* _GIVEN TASK_: Copy all of the data below word for word, keeping every line unchanged and in its original order.

* _DATA FOR THIS TASK_:
****

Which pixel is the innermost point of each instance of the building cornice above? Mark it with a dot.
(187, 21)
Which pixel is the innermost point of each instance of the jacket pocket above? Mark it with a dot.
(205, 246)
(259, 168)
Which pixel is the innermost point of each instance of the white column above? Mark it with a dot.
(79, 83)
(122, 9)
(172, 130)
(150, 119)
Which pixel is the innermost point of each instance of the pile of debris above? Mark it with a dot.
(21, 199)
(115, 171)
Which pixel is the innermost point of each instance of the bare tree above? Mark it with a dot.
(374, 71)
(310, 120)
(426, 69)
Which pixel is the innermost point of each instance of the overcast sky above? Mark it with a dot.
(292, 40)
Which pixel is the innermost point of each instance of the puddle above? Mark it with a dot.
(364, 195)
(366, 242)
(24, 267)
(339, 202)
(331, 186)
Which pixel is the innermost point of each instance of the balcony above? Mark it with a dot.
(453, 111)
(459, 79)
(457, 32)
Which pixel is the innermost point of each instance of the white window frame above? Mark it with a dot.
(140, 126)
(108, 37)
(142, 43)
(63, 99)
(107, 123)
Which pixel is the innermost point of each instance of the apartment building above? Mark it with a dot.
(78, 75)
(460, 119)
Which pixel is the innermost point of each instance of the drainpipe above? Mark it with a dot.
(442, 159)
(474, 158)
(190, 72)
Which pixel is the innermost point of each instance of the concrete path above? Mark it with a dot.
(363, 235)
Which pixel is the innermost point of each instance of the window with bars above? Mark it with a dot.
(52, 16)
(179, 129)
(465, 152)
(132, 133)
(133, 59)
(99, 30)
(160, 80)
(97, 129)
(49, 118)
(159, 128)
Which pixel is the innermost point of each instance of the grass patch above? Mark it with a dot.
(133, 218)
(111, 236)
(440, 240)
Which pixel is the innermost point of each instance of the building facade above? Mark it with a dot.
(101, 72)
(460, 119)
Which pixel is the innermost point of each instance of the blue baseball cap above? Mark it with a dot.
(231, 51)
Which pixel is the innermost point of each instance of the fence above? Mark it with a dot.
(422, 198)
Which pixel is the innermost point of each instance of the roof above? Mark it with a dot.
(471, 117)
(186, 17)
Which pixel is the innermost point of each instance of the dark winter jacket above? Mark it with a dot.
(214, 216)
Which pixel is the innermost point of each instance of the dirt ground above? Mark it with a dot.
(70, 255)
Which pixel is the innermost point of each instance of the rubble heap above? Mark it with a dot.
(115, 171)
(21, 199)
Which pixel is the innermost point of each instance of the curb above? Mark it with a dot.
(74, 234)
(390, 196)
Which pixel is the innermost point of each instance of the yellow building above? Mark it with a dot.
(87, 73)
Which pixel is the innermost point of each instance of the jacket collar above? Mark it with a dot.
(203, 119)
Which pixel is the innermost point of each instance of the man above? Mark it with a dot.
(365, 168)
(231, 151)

****

* _RESULT_:
Which pixel is the innermost point of each instance of the building cornice above? Mark it with a dot.
(187, 21)
Which pixel is the innermost point of each instance of the jacket pocket above? Mark it with a dot.
(205, 246)
(259, 168)
Which pixel is the innermost point of each instance of the white column above? Mark it with a dot.
(79, 83)
(122, 9)
(172, 130)
(150, 119)
Which pixel is the innermost point of each instance of the pile of debris above? Mark it with a dot.
(21, 199)
(115, 171)
Which pixel is the innermost point of each instance of the bare tree above? Mark it with a dot.
(374, 71)
(310, 120)
(426, 69)
Which pixel is the innermost point of each instance of the overcast sky above? Mark it with a dot.
(292, 40)
Which pixel is the innermost point of each instance of the puddle above? Mark it with a dot.
(364, 195)
(366, 242)
(24, 267)
(339, 202)
(331, 186)
Which pixel is the innermost point of each instance of the balcony above? Mark it with a dot.
(453, 111)
(459, 79)
(457, 32)
Which pixel is the innermost point of each instance of the white window frame above? Mark it with a dot.
(140, 126)
(108, 37)
(142, 43)
(63, 99)
(107, 123)
Which pixel is the innermost point of each instance of the apartment building above? Mark it with a dot.
(78, 75)
(460, 119)
Which pixel is the innermost point of each instance of the drainpipe above? Mark it with a dot.
(442, 159)
(474, 158)
(190, 72)
Which pixel is the innermost point of each instance of the concrete path above? Mark it with a dot.
(363, 235)
Which pixel is the innermost point of each instance of the window with bars above? Mark it with a dot.
(52, 16)
(179, 129)
(465, 152)
(132, 133)
(133, 59)
(99, 30)
(160, 80)
(97, 129)
(49, 118)
(159, 128)
Which pixel is the innermost point of each instance of the grass patch above? Mark it with a dot.
(133, 218)
(111, 236)
(440, 240)
Which pixel is the innermost point of each instance of the building facade above? Mark it with a dot.
(101, 72)
(460, 119)
Which pixel is the innermost point of each instance of the blue baseball cap above? Mark it with a dot.
(231, 51)
Which pixel is the innermost point of each instance of the fence above? Mark it with a dot.
(422, 198)
Which pixel is the innermost point of each instance of the roof above? Mark it with a dot.
(471, 117)
(186, 17)
Which pixel is the innermost point of each instance of the dark winter jacket above? Mark it with a dot.
(214, 216)
Which pixel is the innermost point of each instance of the dirt ground above? Mark it with a dot.
(70, 255)
Which pixel is the innermost point of each instance of the rubble heap above? Mark it with a dot.
(115, 171)
(21, 199)
Which pixel is the innermost point of each instance of the curb above? Mark it with a dot.
(74, 234)
(390, 196)
Which pixel is the innermost point of each instance of the yellow building above? Mark it with a dot.
(87, 73)
Which pixel is the innermost point of each instance of the jacket collar above? Mark it with a dot.
(203, 119)
Which pixel is the innermost point of each instance of the man above? Mark it with a dot.
(365, 168)
(231, 151)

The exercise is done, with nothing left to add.